-- Given data follows --

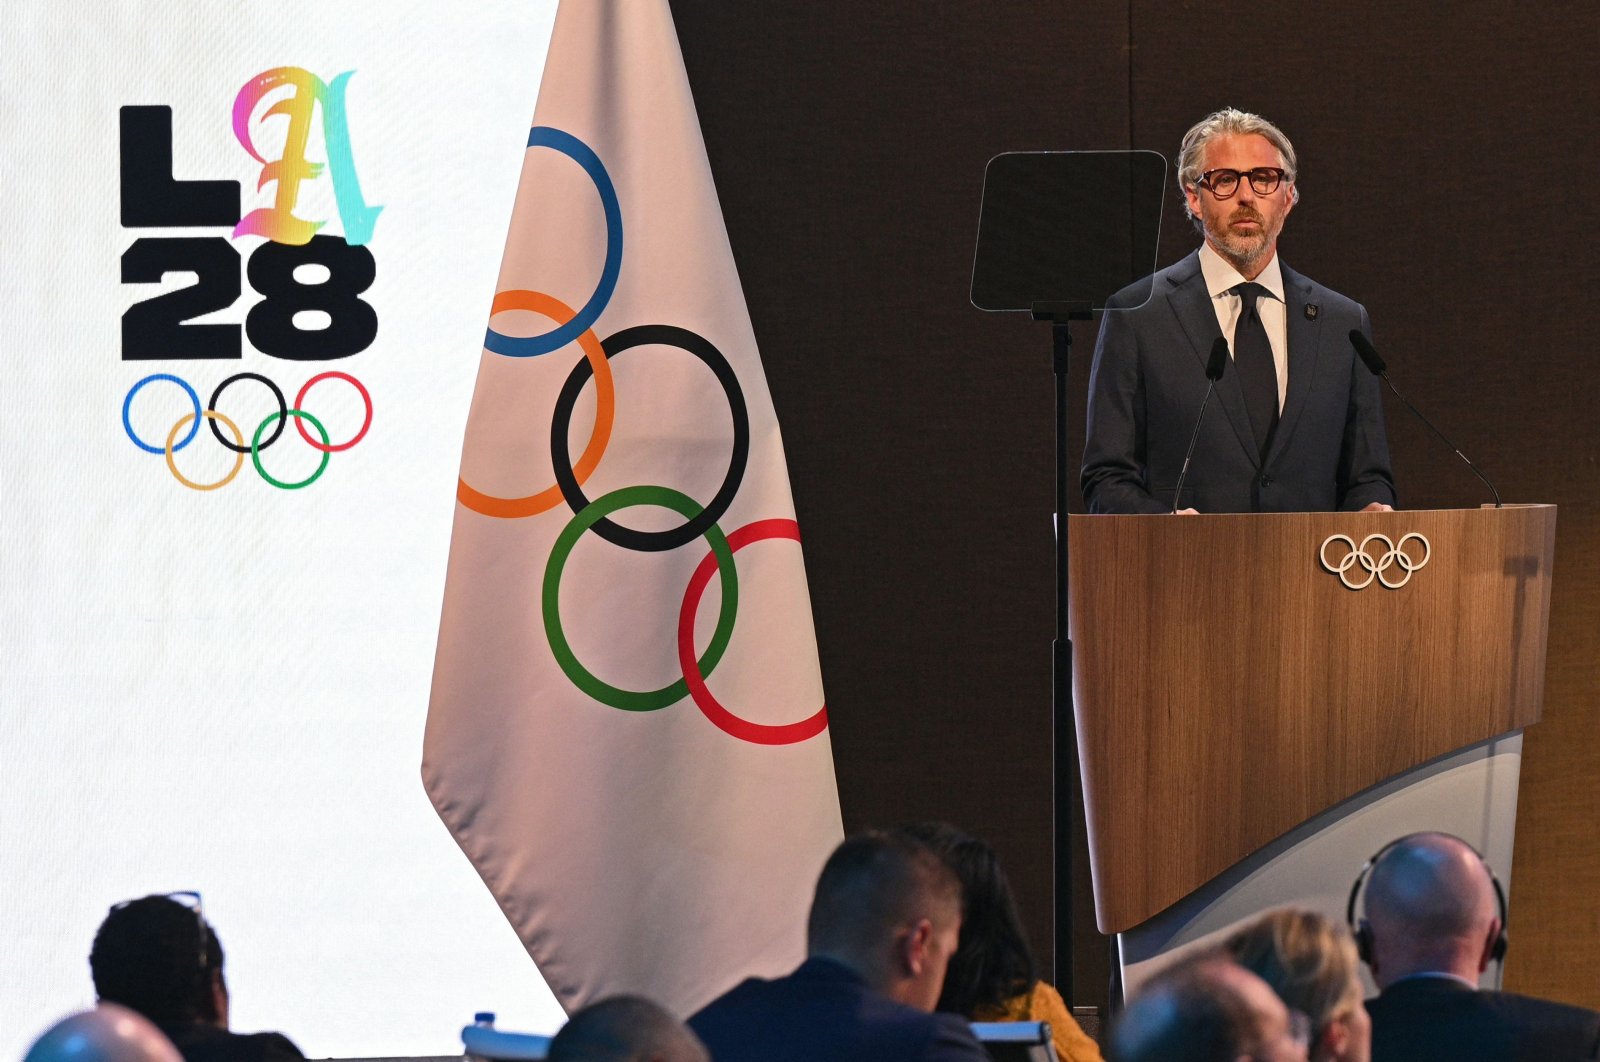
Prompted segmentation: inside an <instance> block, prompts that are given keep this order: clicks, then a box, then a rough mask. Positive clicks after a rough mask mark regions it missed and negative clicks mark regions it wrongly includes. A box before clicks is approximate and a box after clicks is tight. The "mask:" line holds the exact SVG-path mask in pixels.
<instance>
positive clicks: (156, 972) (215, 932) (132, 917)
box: [90, 892, 227, 1028]
mask: <svg viewBox="0 0 1600 1062" xmlns="http://www.w3.org/2000/svg"><path fill="white" fill-rule="evenodd" d="M90 972H91V974H93V977H94V993H96V995H98V996H99V998H101V1001H102V1003H120V1004H122V1006H125V1008H128V1009H133V1011H138V1012H139V1014H142V1016H146V1017H147V1019H150V1020H152V1022H157V1024H162V1025H176V1024H182V1022H203V1024H210V1025H218V1027H221V1028H227V984H226V982H224V980H222V945H221V942H218V939H216V932H214V931H213V929H211V926H210V924H208V923H206V920H205V916H203V915H202V912H200V896H198V894H197V892H173V894H168V896H146V897H141V899H136V900H126V902H122V904H117V905H115V907H112V908H110V912H109V913H107V915H106V921H102V923H101V926H99V931H98V932H96V934H94V947H93V948H91V950H90Z"/></svg>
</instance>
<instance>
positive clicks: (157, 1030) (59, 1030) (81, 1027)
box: [26, 1003, 182, 1062]
mask: <svg viewBox="0 0 1600 1062" xmlns="http://www.w3.org/2000/svg"><path fill="white" fill-rule="evenodd" d="M26 1062H182V1057H181V1056H179V1054H178V1049H176V1048H174V1046H173V1044H171V1041H168V1040H166V1036H163V1035H162V1032H160V1030H158V1028H157V1027H155V1025H152V1024H150V1022H149V1019H146V1017H142V1016H139V1014H134V1012H133V1011H130V1009H126V1008H122V1006H117V1004H115V1003H101V1004H99V1006H96V1008H94V1009H93V1011H83V1012H82V1014H72V1016H69V1017H64V1019H61V1020H59V1022H56V1024H54V1025H51V1027H50V1028H46V1030H45V1033H43V1035H42V1036H40V1038H38V1040H35V1041H34V1046H32V1048H29V1049H27V1057H26Z"/></svg>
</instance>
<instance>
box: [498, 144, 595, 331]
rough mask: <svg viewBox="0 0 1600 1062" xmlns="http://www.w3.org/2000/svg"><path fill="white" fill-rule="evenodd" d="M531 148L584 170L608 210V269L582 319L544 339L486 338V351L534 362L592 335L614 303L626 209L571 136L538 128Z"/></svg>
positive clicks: (594, 164)
mask: <svg viewBox="0 0 1600 1062" xmlns="http://www.w3.org/2000/svg"><path fill="white" fill-rule="evenodd" d="M528 147H550V149H555V150H558V152H562V154H563V155H566V157H568V158H571V160H573V162H576V163H578V165H579V166H582V168H584V173H587V174H589V179H590V181H594V182H595V190H597V192H598V194H600V206H602V208H605V267H603V269H602V270H600V283H598V285H595V293H594V294H592V296H589V302H586V304H584V309H581V310H578V317H574V318H573V320H570V321H566V323H565V325H560V326H558V328H554V329H552V331H547V333H544V334H542V336H526V337H515V336H506V334H502V333H498V331H494V329H493V328H490V329H488V333H486V334H485V336H483V349H485V350H491V352H494V353H502V355H506V357H509V358H531V357H536V355H541V353H549V352H550V350H560V349H562V347H565V345H566V344H570V342H573V341H574V339H578V337H579V336H582V334H584V333H586V331H589V328H590V326H592V325H594V323H595V321H597V320H600V313H602V312H603V310H605V307H606V304H608V302H610V301H611V293H614V291H616V278H618V275H619V273H621V272H622V205H621V203H619V202H618V198H616V186H613V184H611V176H610V174H608V173H606V171H605V165H603V163H602V162H600V157H598V155H595V154H594V150H592V149H590V147H589V146H587V144H584V142H582V141H581V139H578V138H576V136H573V134H571V133H563V131H560V130H555V128H550V126H547V125H536V126H533V130H530V131H528Z"/></svg>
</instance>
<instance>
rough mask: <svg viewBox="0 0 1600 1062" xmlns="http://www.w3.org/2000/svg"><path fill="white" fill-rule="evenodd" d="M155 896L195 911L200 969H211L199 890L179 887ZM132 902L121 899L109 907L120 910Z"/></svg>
mask: <svg viewBox="0 0 1600 1062" xmlns="http://www.w3.org/2000/svg"><path fill="white" fill-rule="evenodd" d="M155 896H160V897H162V899H163V900H171V902H174V904H178V905H181V907H187V908H189V910H192V912H194V913H195V932H197V936H198V937H200V955H198V961H200V969H202V971H205V969H211V958H210V955H206V931H205V910H203V908H202V904H200V892H197V891H195V889H179V891H178V892H155ZM133 902H134V900H123V902H120V904H112V905H110V908H112V910H114V912H115V910H122V908H123V907H126V905H128V904H133Z"/></svg>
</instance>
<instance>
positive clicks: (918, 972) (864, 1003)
mask: <svg viewBox="0 0 1600 1062" xmlns="http://www.w3.org/2000/svg"><path fill="white" fill-rule="evenodd" d="M960 928H962V886H960V883H958V881H957V880H955V875H954V873H950V868H949V867H946V865H944V862H942V860H941V859H939V856H938V854H936V852H934V851H931V849H930V848H928V846H926V844H922V843H918V841H915V840H912V838H909V836H906V835H890V833H880V832H867V833H861V835H856V836H851V838H848V840H845V843H843V844H840V846H838V848H837V849H835V851H834V854H832V856H829V859H827V864H826V865H824V867H822V873H821V876H819V878H818V883H816V894H814V897H813V900H811V916H810V921H808V923H806V952H808V955H810V958H806V961H805V963H802V964H800V968H798V969H795V971H794V972H792V974H789V976H787V977H779V979H776V980H762V979H757V977H752V979H749V980H746V982H742V984H739V985H738V987H734V988H733V990H730V992H728V993H726V995H723V996H722V998H718V1000H715V1001H712V1003H710V1004H709V1006H707V1008H706V1009H702V1011H701V1012H699V1014H696V1016H693V1017H691V1019H690V1028H693V1030H694V1032H696V1033H699V1038H701V1040H702V1041H704V1043H706V1046H707V1048H709V1049H710V1054H712V1057H714V1059H717V1062H746V1060H750V1062H757V1060H760V1062H802V1060H805V1062H814V1060H816V1059H829V1062H922V1060H928V1062H962V1060H968V1062H982V1060H984V1059H987V1054H986V1052H984V1049H982V1046H981V1044H979V1043H978V1040H976V1038H974V1036H973V1033H971V1028H968V1027H966V1022H965V1020H962V1019H960V1017H955V1016H954V1014H934V1012H933V1009H934V1004H936V1003H938V1000H939V990H941V988H942V987H944V968H946V964H947V963H949V960H950V955H952V953H954V952H955V944H957V939H958V936H960Z"/></svg>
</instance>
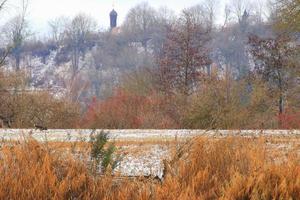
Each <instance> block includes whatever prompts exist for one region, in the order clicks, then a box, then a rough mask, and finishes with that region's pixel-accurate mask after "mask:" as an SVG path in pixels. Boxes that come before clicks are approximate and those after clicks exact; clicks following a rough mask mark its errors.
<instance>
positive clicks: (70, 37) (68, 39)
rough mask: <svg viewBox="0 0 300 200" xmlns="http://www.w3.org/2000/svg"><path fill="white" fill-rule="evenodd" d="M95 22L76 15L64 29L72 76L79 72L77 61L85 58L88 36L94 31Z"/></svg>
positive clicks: (86, 47) (81, 15) (92, 19)
mask: <svg viewBox="0 0 300 200" xmlns="http://www.w3.org/2000/svg"><path fill="white" fill-rule="evenodd" d="M95 28H96V22H95V21H94V20H93V19H92V18H90V17H89V16H87V15H84V14H78V15H77V16H75V17H74V18H73V19H72V21H71V23H70V24H69V25H68V26H67V27H66V35H67V38H66V39H67V43H68V45H69V46H70V48H71V59H72V76H73V77H74V76H75V75H76V74H77V73H78V72H79V70H80V68H79V67H80V66H79V59H80V57H81V56H83V57H84V56H85V52H86V48H87V42H88V38H89V36H90V35H91V34H92V33H93V32H94V31H95Z"/></svg>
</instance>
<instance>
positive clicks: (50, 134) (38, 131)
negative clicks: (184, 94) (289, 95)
mask: <svg viewBox="0 0 300 200" xmlns="http://www.w3.org/2000/svg"><path fill="white" fill-rule="evenodd" d="M104 131H105V132H108V133H109V137H110V138H111V140H115V141H172V140H175V139H179V140H181V139H188V138H192V137H195V136H206V137H225V136H244V137H259V136H282V137H290V136H300V130H242V131H240V130H210V131H206V130H148V129H145V130H141V129H138V130H104ZM93 132H94V134H97V133H100V132H101V130H95V131H93V130H76V129H69V130H47V131H39V130H33V129H19V130H16V129H0V139H2V140H22V139H24V138H27V137H28V136H32V137H33V138H34V139H36V140H38V141H40V142H45V141H55V142H74V141H88V140H89V138H90V135H91V134H92V133H93Z"/></svg>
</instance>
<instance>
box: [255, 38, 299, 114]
mask: <svg viewBox="0 0 300 200" xmlns="http://www.w3.org/2000/svg"><path fill="white" fill-rule="evenodd" d="M249 44H250V45H251V50H250V52H251V55H252V56H253V58H254V62H255V69H256V72H257V73H258V74H260V75H261V76H262V78H263V80H264V81H266V82H268V83H269V87H270V90H271V91H274V93H275V95H276V96H277V97H278V112H279V114H280V115H281V114H283V113H284V97H285V95H286V91H287V89H288V84H289V82H291V81H292V80H291V77H292V76H291V75H292V70H291V69H293V68H295V67H296V65H295V63H294V62H291V60H293V58H294V56H295V53H296V52H297V51H296V49H295V46H294V45H292V44H291V40H290V38H289V37H288V36H285V35H279V36H277V37H275V38H259V37H258V36H256V35H251V36H250V37H249Z"/></svg>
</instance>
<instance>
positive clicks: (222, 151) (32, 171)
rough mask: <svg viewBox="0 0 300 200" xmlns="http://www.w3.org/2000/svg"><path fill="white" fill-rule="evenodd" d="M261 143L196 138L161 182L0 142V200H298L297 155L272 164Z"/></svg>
mask: <svg viewBox="0 0 300 200" xmlns="http://www.w3.org/2000/svg"><path fill="white" fill-rule="evenodd" d="M265 142H266V141H265V139H258V140H253V139H245V138H225V139H219V140H208V139H204V138H197V139H195V140H194V141H192V142H191V143H188V144H186V145H184V146H182V147H181V148H180V149H178V150H177V151H176V153H175V155H174V159H173V160H172V161H170V162H168V164H167V165H166V166H167V167H166V169H167V170H166V171H167V173H166V177H165V180H164V181H163V182H162V183H161V184H160V183H154V182H153V181H151V180H144V181H141V180H126V179H125V180H120V179H119V178H118V177H112V176H110V175H109V174H107V175H104V176H94V174H92V173H91V172H90V170H89V167H88V165H87V164H86V163H85V162H84V161H81V160H77V159H74V156H73V155H72V154H71V151H64V150H63V149H64V148H61V149H60V148H55V147H53V146H50V145H46V144H40V143H38V142H36V141H33V140H28V141H26V142H22V143H19V144H14V145H11V144H10V145H6V144H3V146H2V148H1V151H0V174H1V176H0V199H25V200H26V199H118V200H119V199H120V200H122V199H172V200H173V199H183V200H185V199H298V198H299V197H300V158H299V154H296V153H294V151H289V152H286V153H284V155H285V159H283V160H282V162H275V160H276V159H275V158H274V157H272V155H273V154H270V153H269V152H268V150H267V149H266V145H265ZM274 155H275V154H274Z"/></svg>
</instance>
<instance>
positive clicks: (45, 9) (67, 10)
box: [7, 0, 227, 34]
mask: <svg viewBox="0 0 300 200" xmlns="http://www.w3.org/2000/svg"><path fill="white" fill-rule="evenodd" d="M21 1H22V0H8V3H9V4H8V7H7V10H8V11H7V13H9V14H10V15H11V13H12V12H17V10H18V9H19V10H20V7H19V6H20V3H21ZM143 1H144V0H29V7H28V19H29V22H30V25H31V28H32V29H33V31H34V32H36V33H37V34H43V33H45V32H47V28H48V21H49V20H51V19H54V18H56V17H60V16H66V17H72V16H74V15H76V14H78V13H86V14H88V15H90V16H91V17H93V18H94V19H95V20H96V21H97V23H98V25H99V29H100V28H107V27H108V26H109V16H108V15H109V12H110V11H111V10H112V8H113V4H114V5H115V6H114V7H115V10H116V11H117V12H118V14H119V16H118V24H121V23H122V21H123V20H124V18H125V16H126V14H127V12H128V11H129V9H130V8H132V7H133V6H135V5H136V4H138V3H141V2H143ZM201 1H202V0H148V3H149V4H150V5H151V6H153V7H155V8H159V7H163V6H166V7H168V8H170V9H172V10H174V11H175V12H176V13H179V12H180V11H181V10H182V9H183V8H186V7H190V6H193V5H195V4H197V3H201ZM225 1H227V0H219V2H220V4H219V5H218V7H219V6H220V8H223V7H224V2H225ZM220 10H222V9H220Z"/></svg>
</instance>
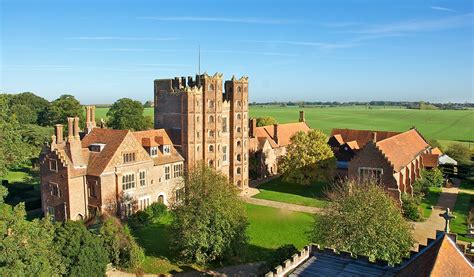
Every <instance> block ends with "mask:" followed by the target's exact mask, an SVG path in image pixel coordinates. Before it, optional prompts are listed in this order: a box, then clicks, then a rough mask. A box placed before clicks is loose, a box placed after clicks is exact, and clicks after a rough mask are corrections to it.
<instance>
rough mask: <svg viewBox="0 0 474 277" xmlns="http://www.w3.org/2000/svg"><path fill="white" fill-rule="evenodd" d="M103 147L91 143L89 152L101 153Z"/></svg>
mask: <svg viewBox="0 0 474 277" xmlns="http://www.w3.org/2000/svg"><path fill="white" fill-rule="evenodd" d="M104 147H105V144H103V143H93V144H91V145H89V150H90V151H91V152H101V151H102V150H104Z"/></svg>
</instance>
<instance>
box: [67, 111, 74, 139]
mask: <svg viewBox="0 0 474 277" xmlns="http://www.w3.org/2000/svg"><path fill="white" fill-rule="evenodd" d="M73 125H74V118H73V117H68V118H67V140H68V141H72V140H73V139H74V126H73Z"/></svg>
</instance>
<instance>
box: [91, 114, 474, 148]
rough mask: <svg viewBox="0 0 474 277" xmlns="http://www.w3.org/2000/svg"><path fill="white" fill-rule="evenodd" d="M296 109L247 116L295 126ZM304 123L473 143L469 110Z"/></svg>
mask: <svg viewBox="0 0 474 277" xmlns="http://www.w3.org/2000/svg"><path fill="white" fill-rule="evenodd" d="M299 110H301V108H298V107H279V106H250V116H251V117H259V116H272V117H274V118H276V119H277V120H278V122H280V123H286V122H295V121H297V120H298V118H299V113H298V111H299ZM304 110H305V116H306V121H307V122H308V124H309V125H310V126H311V127H312V128H316V129H321V130H323V131H324V132H325V133H326V134H329V133H330V132H331V129H332V128H353V129H373V130H390V131H406V130H408V129H409V128H410V127H412V126H415V127H417V128H418V130H420V131H421V133H422V134H423V135H424V136H425V137H426V138H429V139H437V140H442V141H443V145H446V144H447V143H450V142H449V141H454V140H456V141H471V142H474V129H473V128H466V126H474V109H471V110H410V109H400V108H398V107H387V108H386V109H384V108H383V107H377V108H375V109H367V108H365V107H362V106H355V107H324V108H321V107H306V108H304ZM107 111H108V108H97V109H96V119H98V120H99V119H100V118H104V119H105V118H106V114H107ZM144 113H145V115H148V116H153V108H145V112H144Z"/></svg>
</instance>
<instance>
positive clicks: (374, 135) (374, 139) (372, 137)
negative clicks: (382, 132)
mask: <svg viewBox="0 0 474 277" xmlns="http://www.w3.org/2000/svg"><path fill="white" fill-rule="evenodd" d="M372 141H373V142H374V143H375V142H377V132H372Z"/></svg>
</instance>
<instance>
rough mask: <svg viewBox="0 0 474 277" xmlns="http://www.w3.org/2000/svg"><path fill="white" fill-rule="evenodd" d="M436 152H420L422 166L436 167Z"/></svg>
mask: <svg viewBox="0 0 474 277" xmlns="http://www.w3.org/2000/svg"><path fill="white" fill-rule="evenodd" d="M438 159H439V155H438V154H422V155H421V160H422V161H423V166H424V167H438Z"/></svg>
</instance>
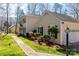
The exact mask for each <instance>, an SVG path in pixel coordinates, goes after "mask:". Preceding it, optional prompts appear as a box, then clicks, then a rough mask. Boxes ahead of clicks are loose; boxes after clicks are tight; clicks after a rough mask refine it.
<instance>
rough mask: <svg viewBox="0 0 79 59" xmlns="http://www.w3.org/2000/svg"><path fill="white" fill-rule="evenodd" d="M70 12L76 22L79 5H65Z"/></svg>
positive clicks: (72, 4) (73, 3) (78, 14)
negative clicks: (66, 6)
mask: <svg viewBox="0 0 79 59" xmlns="http://www.w3.org/2000/svg"><path fill="white" fill-rule="evenodd" d="M66 5H67V6H68V7H69V8H70V10H71V11H69V12H70V13H71V14H73V15H74V17H75V18H76V19H77V20H78V19H79V3H69V4H66Z"/></svg>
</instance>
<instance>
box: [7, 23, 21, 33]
mask: <svg viewBox="0 0 79 59" xmlns="http://www.w3.org/2000/svg"><path fill="white" fill-rule="evenodd" d="M15 28H16V25H15V24H14V25H12V26H10V27H9V28H8V29H9V32H11V33H15ZM19 28H20V27H19V24H18V25H17V29H16V31H17V33H19V32H20V31H19Z"/></svg>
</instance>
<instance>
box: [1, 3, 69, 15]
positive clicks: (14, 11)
mask: <svg viewBox="0 0 79 59" xmlns="http://www.w3.org/2000/svg"><path fill="white" fill-rule="evenodd" d="M51 5H52V6H53V3H52V4H50V6H51ZM62 5H63V9H62V10H64V9H67V10H69V8H68V7H67V6H66V5H65V4H64V3H63V4H62ZM3 6H4V7H5V6H6V4H3ZM16 7H17V4H16V3H14V4H11V3H10V8H9V9H10V10H9V16H10V17H16V14H15V12H16ZM50 8H51V7H50ZM21 9H23V11H24V13H25V14H27V3H22V4H21ZM51 10H52V8H51ZM0 15H2V12H1V13H0Z"/></svg>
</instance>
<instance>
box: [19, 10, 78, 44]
mask: <svg viewBox="0 0 79 59" xmlns="http://www.w3.org/2000/svg"><path fill="white" fill-rule="evenodd" d="M20 25H21V28H20V33H24V34H26V33H27V32H31V31H33V30H36V31H37V32H39V33H42V34H48V26H55V25H57V26H58V30H59V33H58V38H57V39H56V40H55V42H56V43H58V44H61V45H64V44H65V43H66V33H65V30H66V28H67V27H68V28H69V29H70V30H79V21H77V20H76V19H74V18H72V17H71V16H68V15H64V14H58V13H55V12H50V11H46V12H44V13H43V15H41V16H23V17H21V18H20ZM77 33H78V32H77ZM73 36H74V35H72V38H74V39H70V43H75V42H78V41H79V39H78V38H76V36H74V37H73ZM77 36H78V34H77Z"/></svg>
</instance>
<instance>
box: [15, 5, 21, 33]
mask: <svg viewBox="0 0 79 59" xmlns="http://www.w3.org/2000/svg"><path fill="white" fill-rule="evenodd" d="M20 7H21V4H17V7H16V16H17V19H16V27H15V33H17V26H18V20H19V9H20Z"/></svg>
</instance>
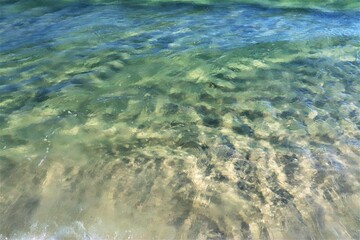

-- Given data concluded --

Copy out every line of the rows above that contains the word "optional". Only matches with the same capitalization count.

### Written solution:
Every <instance> block ends with "mask:" followed by the target's exact mask, an SVG path in image pixel coordinates. Before it, optional prompts are listed in this order: a box, then clicks, then a rough mask. A box placed before clicks is loose, a box placed after clicks is exact, and clicks after a rough mask are corrections to it.
The exact mask for each <instance>, an SVG path in pixel coordinates, goes after "mask:". Preceding it, optional prompts appear as a box, then clicks, then a rough mask. Boxes ahead of clicks are loose; boxes after clicks are tight; clicks after a rough mask refine it.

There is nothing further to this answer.